(Provided data)
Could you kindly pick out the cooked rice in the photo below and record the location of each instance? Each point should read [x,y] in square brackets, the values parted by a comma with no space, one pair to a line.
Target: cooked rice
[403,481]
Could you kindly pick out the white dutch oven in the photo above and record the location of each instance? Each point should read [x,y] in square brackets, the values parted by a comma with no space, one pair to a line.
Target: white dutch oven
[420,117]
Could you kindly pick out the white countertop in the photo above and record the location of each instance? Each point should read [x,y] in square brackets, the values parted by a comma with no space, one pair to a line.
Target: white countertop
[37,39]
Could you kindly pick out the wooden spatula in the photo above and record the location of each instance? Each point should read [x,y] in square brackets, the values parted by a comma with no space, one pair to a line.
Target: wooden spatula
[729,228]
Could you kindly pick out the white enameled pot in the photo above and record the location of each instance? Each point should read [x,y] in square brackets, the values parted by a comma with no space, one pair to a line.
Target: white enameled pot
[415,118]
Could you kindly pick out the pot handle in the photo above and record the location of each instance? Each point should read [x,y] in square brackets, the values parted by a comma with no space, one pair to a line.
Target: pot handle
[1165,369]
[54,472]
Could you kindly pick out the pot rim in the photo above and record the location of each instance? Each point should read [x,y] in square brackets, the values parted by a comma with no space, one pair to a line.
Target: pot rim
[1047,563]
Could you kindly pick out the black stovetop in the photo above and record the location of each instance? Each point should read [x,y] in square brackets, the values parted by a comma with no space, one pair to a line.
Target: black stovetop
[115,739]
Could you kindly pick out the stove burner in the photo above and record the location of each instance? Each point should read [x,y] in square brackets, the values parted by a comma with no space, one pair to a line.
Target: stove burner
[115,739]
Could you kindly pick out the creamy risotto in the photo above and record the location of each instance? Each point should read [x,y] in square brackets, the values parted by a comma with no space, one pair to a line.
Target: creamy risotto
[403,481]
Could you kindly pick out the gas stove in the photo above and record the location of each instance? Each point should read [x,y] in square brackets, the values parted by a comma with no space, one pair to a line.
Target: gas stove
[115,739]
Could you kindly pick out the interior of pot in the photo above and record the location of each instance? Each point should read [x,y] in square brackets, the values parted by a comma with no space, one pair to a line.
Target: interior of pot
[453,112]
(End Provided data)
Work order >>
The answer is all of the material, given again exactly.

Exercise response >>
Could you kindly pick out the cooked rice in the photo below and record the location of each instance? Each point should read [x,y] in square brackets, the values parted by a comma with no space, one pair to a line.
Target: cooked rice
[403,481]
Could you kindly pick out the white dutch oven in the photo above and record the location of each instance? Each point should read [x,y] in square brackets, the values parted by a comma with no space, one pair to a line.
Target: white dutch oven
[420,117]
Could you kindly pick out the white countertop in the photo above and record the location of each instance? Each point should read [x,y] in square brackets, the values parted by a comma with no space, one pair to a line.
Target: white countertop
[37,39]
Could you kindly pick out the wooden spatula in the photo above and record the location of each instance? Each point should read [x,y] in square brackets, the values parted by a comma with no space, one pair to a line.
Target: wooden spatula
[729,228]
Could you kindly pick out the white enameled pot in the photo above and record the location of each instance? Each point should read [x,y] in square brackets, the values parted by a comma with no space, one pair to a line.
Target: white enameled pot
[415,118]
Could you kindly pick out the pot handle in the photo above and record the location of each instance? Each point should read [x,y] in square brackets, the values parted by a comma with no space, one pair to a line.
Target: pot handle
[1165,369]
[54,472]
Could you kindly pick out the pot rim in the photo above and record the location of each instance? Each point should read [x,y] in square brackets, the values parted by a comma with no space, one pair to a line.
Target: pot rim
[1047,563]
Could you kindly pick out the black stovetop in the photo above and record the location of each instance? Each point should read [x,y] in square brackets, the values parted by a comma with no space, one pair to a line.
Target: black stovetop
[115,739]
Could you kindly pick out the stove burner in the photo above and record the location of each instance? Each point should read [x,y] in square brackets, the values parted by a comma with no space, one pair to a line.
Target: stove burner
[115,739]
Could you kindly pick out the creamy risotto in the photo above and record the location of each instance? Each point should read [x,y] in square brackets, the values parted by a comma with no space, one pair to a line.
Target: creamy risotto
[403,481]
Could you kindly pick out the gas stove in the photo above and record the location of each instance? Each point should read [x,y] in square brackets, the values parted by a comma with no space, one pair to a line.
Target: gas stove
[115,739]
Could you kindly pick out the interior of pot in the photo above and record the location of each instance? Each point should read [x,y] in square brackets, the values parted by a comma with no space, one pair to a line.
Target: interior of pot
[453,112]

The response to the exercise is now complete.